Called them again this morning. Had a little attitude and asked why no one has called me back yesterday.

I told them that their lack of technology is not my problem.

Bottom line........FREE ONT install. Told them that was the ONLY way I'd do it.

DTV just raised their rates so I hear.

FIOS included $100 AMEX Gift Cert and a free month. It will cost me $150 to cancell Direct TV. So it's a wash.

Anyone want to buy some TIVOs for DTV?


----------



## JedK1 (Jul 6, 2004)

Back to "HD DirecTivo vs FiOS DVR Comparison" (Title of the thread)

I checked the prices of the two and they're about the same. There isn't really a lot of savings.

___

■ Given task 1
In the forum thread, what did FIOS include with the offer?
The forum thread and the entries that follow it have no connection to each other.

■ Image object location entries
___

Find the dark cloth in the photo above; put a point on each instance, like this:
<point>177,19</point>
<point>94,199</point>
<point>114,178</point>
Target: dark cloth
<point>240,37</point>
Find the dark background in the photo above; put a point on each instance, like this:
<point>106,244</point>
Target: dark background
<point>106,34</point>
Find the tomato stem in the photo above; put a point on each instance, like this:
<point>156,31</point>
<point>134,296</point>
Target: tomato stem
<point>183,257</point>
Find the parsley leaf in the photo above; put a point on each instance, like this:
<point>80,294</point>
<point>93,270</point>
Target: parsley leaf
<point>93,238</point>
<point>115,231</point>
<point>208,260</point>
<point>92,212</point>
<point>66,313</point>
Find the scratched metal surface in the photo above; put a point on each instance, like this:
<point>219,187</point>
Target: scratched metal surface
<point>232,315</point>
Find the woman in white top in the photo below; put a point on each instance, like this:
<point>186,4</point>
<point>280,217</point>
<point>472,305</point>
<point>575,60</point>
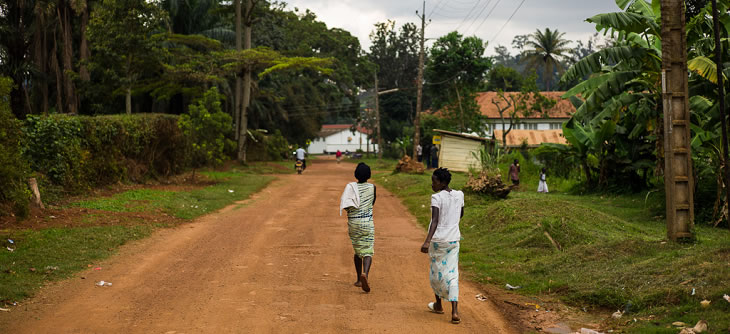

___

■ Given task 2
Find every line of the entries that contains the word "parsley" and copy each one.

■ Task response 1
A $100 AMEX gift certificate and a free month.

■ Task response 2
Find the parsley leaf in the photo above; put a point on each instance, like this:
Target: parsley leaf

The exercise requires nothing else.